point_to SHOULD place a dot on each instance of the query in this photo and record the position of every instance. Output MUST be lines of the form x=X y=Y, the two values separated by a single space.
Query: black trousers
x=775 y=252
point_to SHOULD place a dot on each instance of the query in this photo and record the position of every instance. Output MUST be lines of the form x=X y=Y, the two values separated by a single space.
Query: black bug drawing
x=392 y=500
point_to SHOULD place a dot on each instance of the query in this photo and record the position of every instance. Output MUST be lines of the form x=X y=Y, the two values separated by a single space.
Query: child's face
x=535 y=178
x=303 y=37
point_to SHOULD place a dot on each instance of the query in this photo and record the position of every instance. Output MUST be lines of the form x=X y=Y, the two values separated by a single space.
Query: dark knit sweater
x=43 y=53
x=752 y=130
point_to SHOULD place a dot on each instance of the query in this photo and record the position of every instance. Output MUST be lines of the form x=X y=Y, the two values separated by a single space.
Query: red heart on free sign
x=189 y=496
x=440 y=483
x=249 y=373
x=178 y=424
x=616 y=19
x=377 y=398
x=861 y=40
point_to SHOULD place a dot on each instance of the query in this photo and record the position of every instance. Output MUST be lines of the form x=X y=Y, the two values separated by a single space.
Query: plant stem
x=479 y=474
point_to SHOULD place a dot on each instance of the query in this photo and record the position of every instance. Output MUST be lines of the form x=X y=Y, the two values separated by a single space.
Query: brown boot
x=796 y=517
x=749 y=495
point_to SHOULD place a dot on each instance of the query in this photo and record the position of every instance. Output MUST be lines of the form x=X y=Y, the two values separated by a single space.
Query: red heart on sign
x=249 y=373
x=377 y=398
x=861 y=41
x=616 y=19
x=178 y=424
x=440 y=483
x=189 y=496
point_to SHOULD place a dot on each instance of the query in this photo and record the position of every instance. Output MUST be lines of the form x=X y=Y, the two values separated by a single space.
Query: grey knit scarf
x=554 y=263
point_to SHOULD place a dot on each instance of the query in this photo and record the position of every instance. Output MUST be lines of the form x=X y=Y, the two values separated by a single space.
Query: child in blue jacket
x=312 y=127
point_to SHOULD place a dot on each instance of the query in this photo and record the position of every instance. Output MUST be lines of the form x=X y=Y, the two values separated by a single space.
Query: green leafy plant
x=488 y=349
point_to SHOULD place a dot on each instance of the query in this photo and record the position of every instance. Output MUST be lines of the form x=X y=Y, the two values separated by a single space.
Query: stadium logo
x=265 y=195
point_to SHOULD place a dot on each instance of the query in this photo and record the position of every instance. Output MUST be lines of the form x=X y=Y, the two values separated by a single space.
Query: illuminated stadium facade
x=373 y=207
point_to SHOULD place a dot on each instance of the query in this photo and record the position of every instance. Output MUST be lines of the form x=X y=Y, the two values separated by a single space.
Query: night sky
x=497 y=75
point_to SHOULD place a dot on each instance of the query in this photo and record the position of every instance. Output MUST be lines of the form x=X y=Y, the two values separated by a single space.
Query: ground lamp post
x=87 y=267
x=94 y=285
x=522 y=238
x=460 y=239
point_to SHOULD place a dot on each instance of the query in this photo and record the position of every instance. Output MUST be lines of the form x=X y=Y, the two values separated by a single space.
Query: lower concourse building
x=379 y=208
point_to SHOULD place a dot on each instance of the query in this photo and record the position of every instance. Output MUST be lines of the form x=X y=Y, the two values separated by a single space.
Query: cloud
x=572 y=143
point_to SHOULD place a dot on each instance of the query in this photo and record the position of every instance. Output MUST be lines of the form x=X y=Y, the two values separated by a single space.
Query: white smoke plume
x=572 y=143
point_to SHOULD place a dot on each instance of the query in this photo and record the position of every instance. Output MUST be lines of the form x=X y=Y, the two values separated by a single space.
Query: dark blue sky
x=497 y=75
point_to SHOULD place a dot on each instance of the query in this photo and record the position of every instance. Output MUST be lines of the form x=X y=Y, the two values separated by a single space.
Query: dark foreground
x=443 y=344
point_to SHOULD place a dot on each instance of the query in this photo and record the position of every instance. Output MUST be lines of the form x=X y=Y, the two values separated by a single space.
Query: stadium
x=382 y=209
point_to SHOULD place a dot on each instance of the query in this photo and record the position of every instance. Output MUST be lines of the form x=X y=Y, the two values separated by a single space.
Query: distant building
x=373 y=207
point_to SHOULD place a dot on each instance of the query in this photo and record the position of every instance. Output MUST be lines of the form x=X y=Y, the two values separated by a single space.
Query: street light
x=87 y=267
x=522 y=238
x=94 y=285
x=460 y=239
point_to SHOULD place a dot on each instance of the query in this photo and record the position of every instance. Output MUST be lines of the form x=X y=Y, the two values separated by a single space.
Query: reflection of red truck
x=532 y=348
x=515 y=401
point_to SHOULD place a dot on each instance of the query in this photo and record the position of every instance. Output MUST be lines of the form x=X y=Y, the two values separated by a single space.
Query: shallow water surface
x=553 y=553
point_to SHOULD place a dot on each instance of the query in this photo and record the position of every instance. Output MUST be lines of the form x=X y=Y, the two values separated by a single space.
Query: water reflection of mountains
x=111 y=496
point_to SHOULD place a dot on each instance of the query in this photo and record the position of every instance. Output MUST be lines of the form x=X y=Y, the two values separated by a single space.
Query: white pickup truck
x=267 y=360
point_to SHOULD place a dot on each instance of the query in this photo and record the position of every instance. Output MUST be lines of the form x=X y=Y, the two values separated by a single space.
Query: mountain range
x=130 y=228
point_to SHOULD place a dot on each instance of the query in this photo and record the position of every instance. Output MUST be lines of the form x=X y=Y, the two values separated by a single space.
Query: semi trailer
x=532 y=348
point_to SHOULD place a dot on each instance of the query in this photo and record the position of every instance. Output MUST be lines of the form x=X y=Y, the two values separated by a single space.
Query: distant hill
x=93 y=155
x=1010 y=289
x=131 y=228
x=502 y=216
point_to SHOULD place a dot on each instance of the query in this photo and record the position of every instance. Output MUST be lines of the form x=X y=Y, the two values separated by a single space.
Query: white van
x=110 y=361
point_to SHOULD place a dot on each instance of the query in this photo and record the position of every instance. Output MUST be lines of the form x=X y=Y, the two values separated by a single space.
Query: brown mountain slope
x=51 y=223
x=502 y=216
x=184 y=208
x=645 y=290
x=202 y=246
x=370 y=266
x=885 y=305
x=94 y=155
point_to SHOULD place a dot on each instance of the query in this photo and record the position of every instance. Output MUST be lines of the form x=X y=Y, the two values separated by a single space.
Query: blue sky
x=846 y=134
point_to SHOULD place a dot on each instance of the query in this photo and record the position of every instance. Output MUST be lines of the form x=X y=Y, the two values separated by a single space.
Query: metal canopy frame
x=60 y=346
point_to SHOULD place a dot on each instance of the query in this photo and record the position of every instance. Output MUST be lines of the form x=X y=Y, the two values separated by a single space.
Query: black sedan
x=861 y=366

○ ○ ○ ○ ○

## Exercise
How many lines in the data above contain the string "building"? Case counts. Reply with only the number.

## Exercise response
2